■ Do this
Render the following material again verbatim, leaving nothing out.

■ Point annotation dataset records
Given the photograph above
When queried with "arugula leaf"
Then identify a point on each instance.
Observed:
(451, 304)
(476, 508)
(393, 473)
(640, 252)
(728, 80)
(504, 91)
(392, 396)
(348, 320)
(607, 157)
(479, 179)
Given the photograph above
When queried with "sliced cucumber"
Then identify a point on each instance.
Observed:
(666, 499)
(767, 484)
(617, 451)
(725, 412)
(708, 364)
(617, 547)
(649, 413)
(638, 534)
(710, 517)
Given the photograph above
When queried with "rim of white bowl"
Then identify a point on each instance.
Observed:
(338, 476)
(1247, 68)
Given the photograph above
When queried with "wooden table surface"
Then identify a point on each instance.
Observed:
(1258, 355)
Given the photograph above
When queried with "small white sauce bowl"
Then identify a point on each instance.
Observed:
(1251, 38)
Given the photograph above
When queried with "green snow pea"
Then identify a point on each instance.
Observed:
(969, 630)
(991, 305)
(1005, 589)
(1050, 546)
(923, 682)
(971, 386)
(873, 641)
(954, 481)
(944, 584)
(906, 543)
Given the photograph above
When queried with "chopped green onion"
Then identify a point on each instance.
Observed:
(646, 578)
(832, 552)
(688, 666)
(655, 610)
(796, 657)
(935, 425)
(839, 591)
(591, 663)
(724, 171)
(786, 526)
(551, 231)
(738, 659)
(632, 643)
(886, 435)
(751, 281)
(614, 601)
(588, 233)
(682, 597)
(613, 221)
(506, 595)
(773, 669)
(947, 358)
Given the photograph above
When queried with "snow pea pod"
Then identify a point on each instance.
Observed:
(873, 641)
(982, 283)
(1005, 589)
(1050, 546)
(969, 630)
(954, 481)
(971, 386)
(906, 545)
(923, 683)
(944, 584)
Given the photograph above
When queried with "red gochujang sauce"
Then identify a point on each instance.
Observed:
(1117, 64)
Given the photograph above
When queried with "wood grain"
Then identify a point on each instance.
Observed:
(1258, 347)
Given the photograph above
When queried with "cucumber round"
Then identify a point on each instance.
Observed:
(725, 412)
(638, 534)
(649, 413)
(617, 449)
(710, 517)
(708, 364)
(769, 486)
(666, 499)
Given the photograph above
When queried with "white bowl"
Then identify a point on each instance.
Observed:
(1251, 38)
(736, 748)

■ Exercise output
Given the photograph above
When queried with "arugula leaf"
Then identify a point on each instance.
Observed:
(451, 304)
(476, 508)
(393, 473)
(640, 252)
(728, 80)
(504, 91)
(392, 396)
(348, 320)
(607, 157)
(479, 179)
Given the photograph above
When queried with "sliced cucumber"
Then identify a point on each instance.
Observed:
(666, 499)
(767, 484)
(617, 451)
(725, 412)
(708, 364)
(617, 547)
(649, 413)
(638, 534)
(710, 517)
Given the photograph above
When queried with "rim of white bowl"
Then identify a point on each instance.
Observed:
(338, 476)
(1247, 68)
Given the photograph above
When queried with "wooden table surface"
Then identify a point on each instance.
Observed:
(1258, 355)
Given the photograph above
When queried with "small white sauce bowl"
Then identify a point on each instance.
Observed:
(1251, 38)
Given the photograph above
When queried with "green snow pea"
Then identify a point on each instance.
Observed:
(969, 630)
(991, 305)
(1005, 589)
(1050, 546)
(923, 682)
(971, 386)
(873, 641)
(954, 481)
(944, 584)
(906, 543)
Given the photograph above
When queried with "chopped green onion"
Then identify a point on each instance.
Observed:
(646, 578)
(832, 552)
(688, 666)
(655, 610)
(796, 657)
(935, 425)
(839, 591)
(591, 663)
(724, 171)
(786, 526)
(551, 231)
(738, 659)
(632, 643)
(886, 435)
(751, 281)
(614, 601)
(588, 233)
(682, 597)
(613, 221)
(506, 595)
(773, 669)
(947, 358)
Given the photograph above
When queried with "snow pea pod"
Then identify a point on each instance.
Observed:
(873, 641)
(982, 283)
(1005, 589)
(1050, 546)
(969, 630)
(954, 481)
(971, 386)
(906, 545)
(923, 683)
(944, 584)
Given the photograph above
When queried with "red gochujang sauce"
Then identify a point on each instance.
Observed:
(1117, 64)
Given the photograph above
When queried with "wood grain"
Then identify a point on each instance.
Observed:
(1258, 347)
Given the photograph above
When queried with "cucumber round"
Then identify a point on each instance.
Observed:
(725, 412)
(638, 534)
(649, 413)
(617, 449)
(710, 517)
(708, 364)
(769, 486)
(666, 499)
Given the photograph above
When queried with "white bowl"
Then identify a point on each instance.
Observed:
(1251, 38)
(736, 748)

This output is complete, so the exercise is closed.